BRANO DI LETTURA:
"""
DELL'AQUILA, Riccardo

Dizionario Biografico degli Italiani - Volume 37 (1989)

DELL'AQUILA (de Aquila), Riccardo

Gerhard Baaken

Appartenente a una nobile famiglia normanna imparentata con la casa reale degli Altavilla, il D. nacque da Riccardo che nel Catalogus baronum (1167-68 circa) è ricordato come titolare della contea di Fondi.

Questa comprendeva, oltre alla città di Fondi, anche le piazzeforti di Itri, di Traetto (oggi Minturno) e di Pontecorvo. La famiglia Dell'Aquila aveva inoltre possedimenti in Molise, Terra di Lavoro e Irpinia, tenuti in parte come allodio, in parte come feudi della Corona o del monastero di Montecassino. Essa contava tra le famiglie più importanti della Campania e del Regno stesso, ed è quindi naturale che l'atteggiamento dei suoi membri non potesse lasciare indifferenti i re normanni.

Nulla si sa dei primi anni del D. né si conosce il nome della madre. A probabile che egli abbia accompagnato il padre quando questi, in seguito alla sua rivolta contro re Guglielmo II, fu costretto all'esilio e perse la contea di Fondi. Essa tornò più tardi in suo possesso, ma non è noto quando. È possibile che Guglielmo II gliela restituisse nell'intenzione di garantirsi l'appoggio di uno dei più potenti feudatari ai confini settentrionali del Regno in vista della progettata campagna contro l'Impero bizantino. Nel 1176 comunque Riccardo e il D., suo figlio, conferirono al monastero di Montecassino il tenimentum di Farneta nel territorio di Fondi ed altri diritti ed entrate. Nel documento, rilasciato a Montecassino e sottoscritto da ambedue, il padre del D. si qualifica "Riccardus de Aquila dei et regia gratia Fundis comes", il che lascia pensare che la contea, ormai, gli fosse stata restituita dal re. Nel 1177 il conte Riccardo fu presente alle nozze di Guglielmo II. Da allora la contea di Fondi sarebbe rimasta in possesso incontrastato della famiglia per più di cinquant'anni.
"""
CONSEGNA A: Elenca le piazzeforti che, oltre alla città di Fondi, facevano parte della contea di Fondi secondo il brano su Riccardo Dell'Aquila.
Il brano e le righe fornite sono del tutto indipendenti l'uno dalle altre.

MATERIALI FORNITI:
"""
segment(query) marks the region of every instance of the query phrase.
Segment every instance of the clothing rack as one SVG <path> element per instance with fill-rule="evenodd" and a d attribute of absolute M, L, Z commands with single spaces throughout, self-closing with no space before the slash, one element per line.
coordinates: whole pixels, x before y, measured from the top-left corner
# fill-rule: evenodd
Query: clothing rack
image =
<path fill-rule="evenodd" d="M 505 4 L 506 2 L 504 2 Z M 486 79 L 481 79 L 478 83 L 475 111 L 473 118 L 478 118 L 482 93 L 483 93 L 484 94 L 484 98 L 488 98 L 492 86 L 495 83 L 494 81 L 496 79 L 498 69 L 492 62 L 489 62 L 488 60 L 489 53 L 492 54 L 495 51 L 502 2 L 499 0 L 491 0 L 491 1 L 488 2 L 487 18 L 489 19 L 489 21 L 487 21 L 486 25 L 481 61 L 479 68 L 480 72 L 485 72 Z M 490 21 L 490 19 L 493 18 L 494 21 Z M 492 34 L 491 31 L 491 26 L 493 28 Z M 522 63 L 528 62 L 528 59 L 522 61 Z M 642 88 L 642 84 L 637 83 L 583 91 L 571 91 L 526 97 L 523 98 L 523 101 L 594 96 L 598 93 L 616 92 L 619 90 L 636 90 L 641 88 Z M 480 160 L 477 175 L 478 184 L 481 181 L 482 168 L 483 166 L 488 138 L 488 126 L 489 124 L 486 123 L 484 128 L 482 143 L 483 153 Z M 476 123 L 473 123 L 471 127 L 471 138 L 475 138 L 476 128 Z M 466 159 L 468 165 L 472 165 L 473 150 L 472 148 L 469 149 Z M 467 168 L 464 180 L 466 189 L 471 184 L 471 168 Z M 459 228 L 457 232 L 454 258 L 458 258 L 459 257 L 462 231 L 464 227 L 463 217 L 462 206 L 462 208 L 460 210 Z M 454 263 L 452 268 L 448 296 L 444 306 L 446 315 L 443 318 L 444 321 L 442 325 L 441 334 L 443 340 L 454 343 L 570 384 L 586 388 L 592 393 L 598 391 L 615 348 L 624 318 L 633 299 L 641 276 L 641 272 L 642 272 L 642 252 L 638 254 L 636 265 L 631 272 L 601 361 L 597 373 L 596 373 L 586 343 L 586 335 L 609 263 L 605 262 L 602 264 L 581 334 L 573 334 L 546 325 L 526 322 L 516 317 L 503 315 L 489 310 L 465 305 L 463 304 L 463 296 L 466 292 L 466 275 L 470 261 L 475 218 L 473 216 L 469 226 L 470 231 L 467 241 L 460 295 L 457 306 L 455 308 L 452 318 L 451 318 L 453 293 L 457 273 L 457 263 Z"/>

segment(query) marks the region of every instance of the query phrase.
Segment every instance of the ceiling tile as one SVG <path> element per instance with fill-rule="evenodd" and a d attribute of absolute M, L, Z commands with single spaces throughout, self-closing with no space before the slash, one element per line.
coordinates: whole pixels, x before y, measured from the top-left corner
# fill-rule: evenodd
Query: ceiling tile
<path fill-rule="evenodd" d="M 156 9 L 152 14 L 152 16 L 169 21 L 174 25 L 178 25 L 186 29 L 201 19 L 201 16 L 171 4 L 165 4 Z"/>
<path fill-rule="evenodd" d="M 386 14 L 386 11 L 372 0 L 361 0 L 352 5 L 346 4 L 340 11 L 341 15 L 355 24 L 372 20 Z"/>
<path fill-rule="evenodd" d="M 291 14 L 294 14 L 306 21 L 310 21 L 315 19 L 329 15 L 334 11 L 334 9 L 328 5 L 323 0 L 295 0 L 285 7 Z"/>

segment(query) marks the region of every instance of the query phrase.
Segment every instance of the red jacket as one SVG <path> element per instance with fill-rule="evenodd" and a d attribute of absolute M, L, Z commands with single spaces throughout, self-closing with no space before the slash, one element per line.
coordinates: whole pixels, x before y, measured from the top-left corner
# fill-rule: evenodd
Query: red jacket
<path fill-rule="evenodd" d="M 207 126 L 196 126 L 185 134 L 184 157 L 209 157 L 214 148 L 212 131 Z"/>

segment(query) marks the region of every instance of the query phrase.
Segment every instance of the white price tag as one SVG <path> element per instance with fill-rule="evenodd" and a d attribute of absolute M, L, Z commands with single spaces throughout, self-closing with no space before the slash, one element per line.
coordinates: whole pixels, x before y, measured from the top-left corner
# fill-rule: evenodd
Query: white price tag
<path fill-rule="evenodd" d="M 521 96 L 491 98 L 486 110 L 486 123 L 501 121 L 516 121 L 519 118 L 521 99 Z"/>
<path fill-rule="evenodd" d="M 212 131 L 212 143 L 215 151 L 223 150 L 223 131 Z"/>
"""
CONSEGNA B: Esprimi come CSV a due colonne, intitolate «consegna» e «risposta», le righe fornite: parti dall'inizio delle righe e fermati dopo la riga che contiene "505 4 L 506". Metti ogni testo e la sua risposta in un campo tra virgolette, sostituendo gli a capo con spazi.

RISPOSTA CORRETTA A:
Itri
Traetto (oggi Minturno)
Pontecorvo

RISPOSTA CORRETTA B:
consegna,risposta
"segment(query) marks the region of every instance of the query phrase. Segment every instance of the clothing rack as one SVG <path> element per instance with fill-rule=""evenodd"" and a d attribute of absolute M, L, Z commands with single spaces throughout, self-closing with no space before the slash, one element per line. coordinates: whole pixels, x before y, measured from the top-left corner # fill-rule: evenodd Query: clothing rack image =","<path fill-rule=""evenodd"" d=""M 505 4 L 506 2 L 504 2 Z M 486 79 L 481 79 L 478 83 L 475 111 L 473 118 L 478 118 L 482 93 L 483 93 L 484 94 L 484 98 L 488 98 L 492 86 L 495 83 L 494 81 L 496 79 L 498 69 L 492 62 L 489 62 L 488 60 L 489 53 L 492 54 L 495 51 L 502 2 L 499 0 L 491 0 L 491 1 L 488 2 L 487 18 L 489 19 L 489 21 L 487 21 L 486 25 L 481 61 L 479 68 L 480 72 L 485 72 Z M 490 21 L 490 19 L 493 18 L 494 21 Z M 492 34 L 491 31 L 491 26 L 493 28 Z M 522 63 L 528 62 L 528 59 L 522 61 Z M 642 88 L 642 84 L 637 83 L 583 91 L 571 91 L 526 97 L 523 98 L 523 101 L 594 96 L 598 93 L 616 92 L 619 90 L 636 90 L 641 88 Z M 480 160 L 477 175 L 478 184 L 481 181 L 482 168 L 483 166 L 488 138 L 488 126 L 489 124 L 486 123 L 484 128 L 482 143 L 483 153 Z M 476 123 L 473 123 L 471 127 L 471 138 L 475 138 L 476 128 Z M 466 159 L 468 165 L 472 165 L 473 150 L 472 148 L 469 149 Z M 467 168 L 464 180 L 466 189 L 471 184 L 471 168 Z M 459 228 L 457 232 L 454 258 L 458 258 L 459 257 L 462 231 L 464 227 L 463 217 L 462 206 L 462 208 L 460 210 Z M 454 263 L 452 268 L 448 296 L 444 306 L 446 315 L 443 318 L 444 321 L 442 325 L 441 334 L 443 340 L 454 343 L 570 384 L 586 388 L 592 393 L 598 391 L 615 348 L 624 318 L 633 299 L 641 276 L 641 272 L 642 272 L 642 252 L 638 254 L 636 265 L 631 272 L 601 361 L 597 373 L 596 373 L 586 343 L 586 335 L 609 263 L 605 262 L 602 264 L 581 334 L 573 334 L 546 325 L 526 322 L 516 317 L 503 315 L 489 310 L 465 305 L 463 304 L 463 296 L 466 292 L 466 275 L 470 261 L 475 218 L 473 216 L 469 226 L 470 231 L 467 241 L 460 295 L 457 306 L 455 308 L 452 318 L 451 318 L 453 293 L 457 273 L 457 263 Z""/>"